**Dataset entries:**
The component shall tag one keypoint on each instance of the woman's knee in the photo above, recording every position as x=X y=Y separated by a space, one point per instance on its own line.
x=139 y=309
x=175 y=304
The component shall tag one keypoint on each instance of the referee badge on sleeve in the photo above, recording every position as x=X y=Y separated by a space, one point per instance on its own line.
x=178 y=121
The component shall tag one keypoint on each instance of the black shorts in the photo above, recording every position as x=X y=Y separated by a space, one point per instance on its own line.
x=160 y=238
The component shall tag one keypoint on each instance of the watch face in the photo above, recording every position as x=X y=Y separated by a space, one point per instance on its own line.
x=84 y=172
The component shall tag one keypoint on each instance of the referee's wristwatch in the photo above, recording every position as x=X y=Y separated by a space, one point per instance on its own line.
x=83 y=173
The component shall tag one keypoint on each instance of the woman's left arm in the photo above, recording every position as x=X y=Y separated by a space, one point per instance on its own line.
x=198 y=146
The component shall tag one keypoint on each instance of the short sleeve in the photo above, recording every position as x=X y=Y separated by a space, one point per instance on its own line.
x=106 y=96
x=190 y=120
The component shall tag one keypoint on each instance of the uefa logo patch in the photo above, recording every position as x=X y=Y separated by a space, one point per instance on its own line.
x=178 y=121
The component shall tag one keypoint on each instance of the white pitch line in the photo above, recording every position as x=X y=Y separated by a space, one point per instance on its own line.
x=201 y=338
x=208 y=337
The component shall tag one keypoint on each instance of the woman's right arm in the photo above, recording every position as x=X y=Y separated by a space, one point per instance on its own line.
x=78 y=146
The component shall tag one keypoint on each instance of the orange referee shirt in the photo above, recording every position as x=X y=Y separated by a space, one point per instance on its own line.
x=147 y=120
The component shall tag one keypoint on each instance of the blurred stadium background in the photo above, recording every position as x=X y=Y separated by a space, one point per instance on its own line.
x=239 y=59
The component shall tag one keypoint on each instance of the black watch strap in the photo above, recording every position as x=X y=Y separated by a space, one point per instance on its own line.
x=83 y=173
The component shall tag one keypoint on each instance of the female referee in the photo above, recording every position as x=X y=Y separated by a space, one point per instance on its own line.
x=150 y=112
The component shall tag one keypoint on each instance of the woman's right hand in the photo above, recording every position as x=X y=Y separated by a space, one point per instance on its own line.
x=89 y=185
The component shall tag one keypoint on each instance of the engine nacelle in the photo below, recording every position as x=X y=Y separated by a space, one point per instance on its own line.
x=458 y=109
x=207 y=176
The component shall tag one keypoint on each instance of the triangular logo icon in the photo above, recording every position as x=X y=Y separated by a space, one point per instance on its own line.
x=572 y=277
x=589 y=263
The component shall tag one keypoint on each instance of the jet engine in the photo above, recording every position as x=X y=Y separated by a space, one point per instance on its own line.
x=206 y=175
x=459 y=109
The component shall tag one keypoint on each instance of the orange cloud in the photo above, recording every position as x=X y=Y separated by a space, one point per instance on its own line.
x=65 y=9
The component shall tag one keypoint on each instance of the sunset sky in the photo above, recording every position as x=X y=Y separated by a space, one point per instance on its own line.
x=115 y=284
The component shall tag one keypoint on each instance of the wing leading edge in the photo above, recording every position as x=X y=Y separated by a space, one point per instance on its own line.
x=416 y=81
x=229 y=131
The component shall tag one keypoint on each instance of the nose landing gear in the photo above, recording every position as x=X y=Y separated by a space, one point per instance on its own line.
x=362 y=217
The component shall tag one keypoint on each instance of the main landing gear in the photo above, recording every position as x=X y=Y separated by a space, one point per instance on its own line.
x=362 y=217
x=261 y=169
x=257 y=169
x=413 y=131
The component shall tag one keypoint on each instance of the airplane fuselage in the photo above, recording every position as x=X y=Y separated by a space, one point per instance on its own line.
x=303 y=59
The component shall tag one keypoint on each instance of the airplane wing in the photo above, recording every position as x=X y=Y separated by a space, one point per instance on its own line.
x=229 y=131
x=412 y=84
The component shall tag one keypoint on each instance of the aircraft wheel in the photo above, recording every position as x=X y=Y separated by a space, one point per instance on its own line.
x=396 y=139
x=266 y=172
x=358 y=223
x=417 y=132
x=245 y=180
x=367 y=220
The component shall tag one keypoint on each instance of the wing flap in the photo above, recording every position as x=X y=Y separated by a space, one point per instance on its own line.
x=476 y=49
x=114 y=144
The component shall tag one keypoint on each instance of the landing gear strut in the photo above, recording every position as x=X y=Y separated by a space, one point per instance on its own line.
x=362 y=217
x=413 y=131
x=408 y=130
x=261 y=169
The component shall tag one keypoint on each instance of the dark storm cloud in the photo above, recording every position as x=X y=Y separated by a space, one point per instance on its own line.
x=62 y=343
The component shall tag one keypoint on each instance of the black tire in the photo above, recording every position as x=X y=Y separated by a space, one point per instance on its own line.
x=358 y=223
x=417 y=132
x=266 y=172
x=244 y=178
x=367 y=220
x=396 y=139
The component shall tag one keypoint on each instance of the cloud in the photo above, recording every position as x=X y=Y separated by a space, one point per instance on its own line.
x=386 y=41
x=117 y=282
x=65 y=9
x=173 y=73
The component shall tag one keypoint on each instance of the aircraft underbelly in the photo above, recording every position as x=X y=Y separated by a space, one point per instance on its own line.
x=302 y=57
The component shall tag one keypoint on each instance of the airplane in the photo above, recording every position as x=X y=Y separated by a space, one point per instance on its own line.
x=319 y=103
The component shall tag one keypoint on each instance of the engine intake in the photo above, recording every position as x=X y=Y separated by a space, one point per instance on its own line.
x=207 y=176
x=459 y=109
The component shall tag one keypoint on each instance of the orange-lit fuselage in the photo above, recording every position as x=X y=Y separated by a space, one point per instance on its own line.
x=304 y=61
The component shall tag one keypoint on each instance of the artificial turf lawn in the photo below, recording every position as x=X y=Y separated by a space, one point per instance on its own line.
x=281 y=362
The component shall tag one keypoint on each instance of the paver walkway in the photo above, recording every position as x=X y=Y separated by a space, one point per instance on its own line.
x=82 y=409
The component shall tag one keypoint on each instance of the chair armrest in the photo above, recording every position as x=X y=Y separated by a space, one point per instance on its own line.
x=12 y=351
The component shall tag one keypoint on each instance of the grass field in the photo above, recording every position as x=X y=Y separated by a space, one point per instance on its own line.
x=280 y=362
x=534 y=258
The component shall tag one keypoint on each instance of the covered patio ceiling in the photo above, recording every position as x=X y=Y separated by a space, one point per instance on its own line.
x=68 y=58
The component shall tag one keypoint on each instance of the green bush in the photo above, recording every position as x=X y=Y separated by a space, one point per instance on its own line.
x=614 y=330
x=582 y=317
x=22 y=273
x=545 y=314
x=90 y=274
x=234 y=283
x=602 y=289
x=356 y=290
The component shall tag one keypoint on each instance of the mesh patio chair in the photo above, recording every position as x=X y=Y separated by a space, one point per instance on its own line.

**Requirement:** Rewrite the stretch of the records from the line containing "of the covered" through the last line of the records, including the requests, and give only those lines. Multiply every x and y coordinate in the answers by 1.95 and round each result to a whole number, rounding halves up.

**Answer for the task:**
The component shall tag one keypoint on each instance of the covered patio ceiling in the photo above, recording every position as x=X y=Y separated by a space, one point per instance on its own line.
x=133 y=113
The component shall tag one keypoint on each instance of the green bush in the photo above, recording every position as x=X y=Y separated by a space, one point per instance on its own line.
x=1197 y=644
x=1135 y=618
x=43 y=532
x=1063 y=612
x=176 y=534
x=456 y=552
x=1174 y=564
x=694 y=566
The component shall tag one keypoint on each instance of the mesh patio chair in the photo above, recording every position as x=X y=Y separated by a space, one point per instance on its own line.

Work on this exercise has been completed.